Instructions for the task: Reproduce the records below word for word, including every point. Leave the pictures out of your answer.

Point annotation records
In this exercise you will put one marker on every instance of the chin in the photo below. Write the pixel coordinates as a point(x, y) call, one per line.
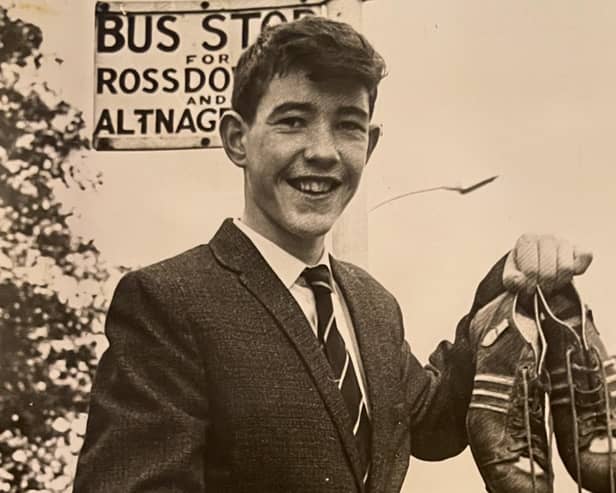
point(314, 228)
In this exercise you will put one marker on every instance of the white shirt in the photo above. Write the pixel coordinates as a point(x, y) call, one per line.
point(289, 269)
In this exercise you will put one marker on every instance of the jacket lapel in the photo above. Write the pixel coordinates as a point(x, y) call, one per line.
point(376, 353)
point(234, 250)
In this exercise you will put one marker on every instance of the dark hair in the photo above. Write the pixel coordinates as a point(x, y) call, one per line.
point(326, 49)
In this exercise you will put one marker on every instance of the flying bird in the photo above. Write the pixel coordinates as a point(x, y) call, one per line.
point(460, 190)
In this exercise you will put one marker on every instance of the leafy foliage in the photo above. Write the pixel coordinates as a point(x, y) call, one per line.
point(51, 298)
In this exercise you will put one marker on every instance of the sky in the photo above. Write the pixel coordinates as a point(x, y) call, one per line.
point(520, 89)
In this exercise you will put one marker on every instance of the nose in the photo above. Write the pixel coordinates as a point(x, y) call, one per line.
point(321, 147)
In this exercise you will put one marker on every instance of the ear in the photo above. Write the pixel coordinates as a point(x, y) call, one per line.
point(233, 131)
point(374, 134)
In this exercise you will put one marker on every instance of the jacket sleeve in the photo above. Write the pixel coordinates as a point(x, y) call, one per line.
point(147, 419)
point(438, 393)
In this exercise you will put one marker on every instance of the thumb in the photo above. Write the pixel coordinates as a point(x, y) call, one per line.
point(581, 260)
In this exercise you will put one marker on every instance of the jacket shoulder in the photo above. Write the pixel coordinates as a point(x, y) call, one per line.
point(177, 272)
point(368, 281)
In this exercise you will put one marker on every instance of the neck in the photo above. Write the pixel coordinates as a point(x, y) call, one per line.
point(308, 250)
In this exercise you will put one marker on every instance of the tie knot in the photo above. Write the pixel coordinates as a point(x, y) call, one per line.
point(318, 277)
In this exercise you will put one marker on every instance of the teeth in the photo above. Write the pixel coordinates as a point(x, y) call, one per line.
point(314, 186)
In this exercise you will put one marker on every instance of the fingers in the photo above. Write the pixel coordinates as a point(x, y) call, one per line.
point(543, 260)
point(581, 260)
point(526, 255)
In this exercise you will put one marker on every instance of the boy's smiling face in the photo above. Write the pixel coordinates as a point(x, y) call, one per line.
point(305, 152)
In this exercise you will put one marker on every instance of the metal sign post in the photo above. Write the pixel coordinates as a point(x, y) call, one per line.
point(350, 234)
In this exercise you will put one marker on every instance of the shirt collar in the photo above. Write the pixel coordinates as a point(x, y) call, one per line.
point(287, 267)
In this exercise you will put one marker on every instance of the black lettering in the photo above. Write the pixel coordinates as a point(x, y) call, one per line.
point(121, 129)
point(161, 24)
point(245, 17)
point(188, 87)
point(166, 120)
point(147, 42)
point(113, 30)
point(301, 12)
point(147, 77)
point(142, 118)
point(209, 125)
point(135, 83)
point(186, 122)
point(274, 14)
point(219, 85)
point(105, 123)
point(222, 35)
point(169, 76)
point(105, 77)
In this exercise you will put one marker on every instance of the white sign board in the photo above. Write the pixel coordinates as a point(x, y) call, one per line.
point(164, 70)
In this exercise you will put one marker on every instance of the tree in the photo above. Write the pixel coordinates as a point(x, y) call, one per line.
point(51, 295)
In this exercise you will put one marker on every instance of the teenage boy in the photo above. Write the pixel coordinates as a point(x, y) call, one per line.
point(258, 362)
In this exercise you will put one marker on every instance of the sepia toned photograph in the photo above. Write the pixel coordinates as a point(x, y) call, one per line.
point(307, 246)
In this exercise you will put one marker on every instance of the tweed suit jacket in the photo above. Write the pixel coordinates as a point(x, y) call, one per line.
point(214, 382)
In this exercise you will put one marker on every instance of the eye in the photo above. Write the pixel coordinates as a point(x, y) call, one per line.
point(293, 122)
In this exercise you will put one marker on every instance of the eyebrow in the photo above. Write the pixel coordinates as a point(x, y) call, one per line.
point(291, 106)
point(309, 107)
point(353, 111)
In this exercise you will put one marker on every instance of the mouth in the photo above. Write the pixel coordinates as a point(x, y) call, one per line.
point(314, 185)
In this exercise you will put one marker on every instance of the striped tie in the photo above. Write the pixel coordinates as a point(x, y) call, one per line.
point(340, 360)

Response:
In this exercise you will put one marker on every instance of the chin in the photo below. Write the pixel coordinates as a point(x, y) call, one per line.
point(314, 228)
In this exercise you will put one marker on every instance of the white shirt in the photo above. Write the pixel coordinates as a point(x, y) call, one per line.
point(289, 269)
In this exercise you will put one marker on every instance of the jacket lapel in the photo above. Write the pixel coordinates as a point(x, y) call, one per line.
point(376, 353)
point(234, 250)
In this exercise you will put one marker on every instance of the dark hair in the photo above. Write the pixel coordinates as a point(x, y) call, one per line.
point(326, 49)
In this exercise you will put one marker on every instance of the flying bird in the photo above. Write the pixel coordinates as a point(x, y) call, one per line.
point(460, 190)
In this exercise you will put one marker on every instance of the leafy foliage in the photo above. Write the pixel coordinates as a point(x, y) call, one per line.
point(51, 298)
In this exercise you will put one marker on every instance of the sky in the photo above. Write the pixel coordinates as a point(x, y) call, one per line.
point(520, 89)
In this exercise you will put one marker on every instance of the nose in the photo above. Write the pixel coordinates as a point(x, y) call, one per line.
point(321, 147)
In this exercise you will put one marker on every instance of the ear in the photo above. Write the pixel coordinates as a point(x, y) call, one per line.
point(233, 131)
point(374, 134)
In this exercise you will put one marker on every instance of the jacket sleeve in the photo above. Write the pixel coordinates as a point(x, y) call, one per line.
point(147, 419)
point(438, 393)
In this exercise you will put one marker on every instance of the thumb in the photo above. Write the pixel coordinates as a point(x, y) call, one per line.
point(581, 260)
In this exercise you will put one marker on every instance of the jacket shoulder in the photo above. Write the pixel coordinates as a point(x, y) call, one per line.
point(177, 272)
point(368, 281)
In this exercise you will put one marker on every instance of the neck in the photo above. Write the pixel coordinates as a point(x, y) call, one per line.
point(308, 250)
In this exercise you will put one marker on every instance of the tie knot in the photo above. Write the pixel coordinates as a point(x, y) call, one per line.
point(318, 277)
In this exercise you will put one marker on every instance of the teeth in the photo above. Write the pixel coordinates as a point(x, y) call, one per line.
point(314, 186)
In this exercise you will put one marker on every instance of the fingers in the photo above. Write the pixel coordinates as a point(x, y) call, one per line.
point(543, 260)
point(581, 260)
point(526, 255)
In this exercise you will put one marker on every instance of the boy's smiling face in the photo above. Write the pixel coordinates as a point(x, y) call, one per line.
point(305, 152)
In this exercise you will put one marker on every instance of the metal sign post in the photo above. Write the pixel coordinates as a point(x, y) call, one per line.
point(350, 234)
In this exercise you will put one marker on every instance of the shirt collar in the photo above. Write the pixel coordinates as a point(x, y) call, one per line.
point(287, 267)
In this exercise you will put one marker on every instance of the black lettering in the photo above. Write the pixel coordinates as a point(x, y) call, one per line.
point(121, 129)
point(161, 24)
point(245, 17)
point(188, 87)
point(166, 120)
point(147, 42)
point(113, 30)
point(301, 12)
point(147, 77)
point(142, 118)
point(209, 125)
point(135, 83)
point(186, 122)
point(274, 14)
point(219, 85)
point(105, 123)
point(222, 35)
point(169, 76)
point(105, 77)
In this exercise you will put one marker on every instance of the white sign board in the photo above. Write the pixel coordinates as a point(x, y) call, one per line.
point(164, 70)
In this exercise you will put one marker on every instance of the tree in the photo above. Write the pixel coordinates as a point(x, y) call, one per line.
point(51, 295)
In this exercise you will put one marker on every instance of the teenage boy in the photo above. Write the pixel coordinates as a point(x, y) call, one per line.
point(258, 362)
In this exercise you will put one marker on every instance of the sepia toned photograph in the photo above. Write the pixel coordinates as a point(x, y) call, one per line.
point(307, 246)
In this exercise you will put one marker on every instance of the tweed suit jacket in the photo above. Write the pixel coordinates as a point(x, y) call, one per line.
point(214, 382)
In this exercise you will put one marker on every instance of the eye in the photo above. Write the pixel coordinates as a point(x, y) call, one per line.
point(293, 122)
In this exercise you will put one marker on every instance of the eyebrow in the photo above. Write the pixel coordinates as a point(x, y) call, one per line.
point(291, 106)
point(309, 107)
point(353, 111)
In this exercise you will put one marker on every instance of the mouth in the photo above. Write the pixel coordinates as a point(x, y) call, one per line.
point(314, 185)
In this exercise you will put one marker on every instance of the striped tie in the photo above. Write the pixel coordinates as a point(x, y) call, one per line.
point(340, 360)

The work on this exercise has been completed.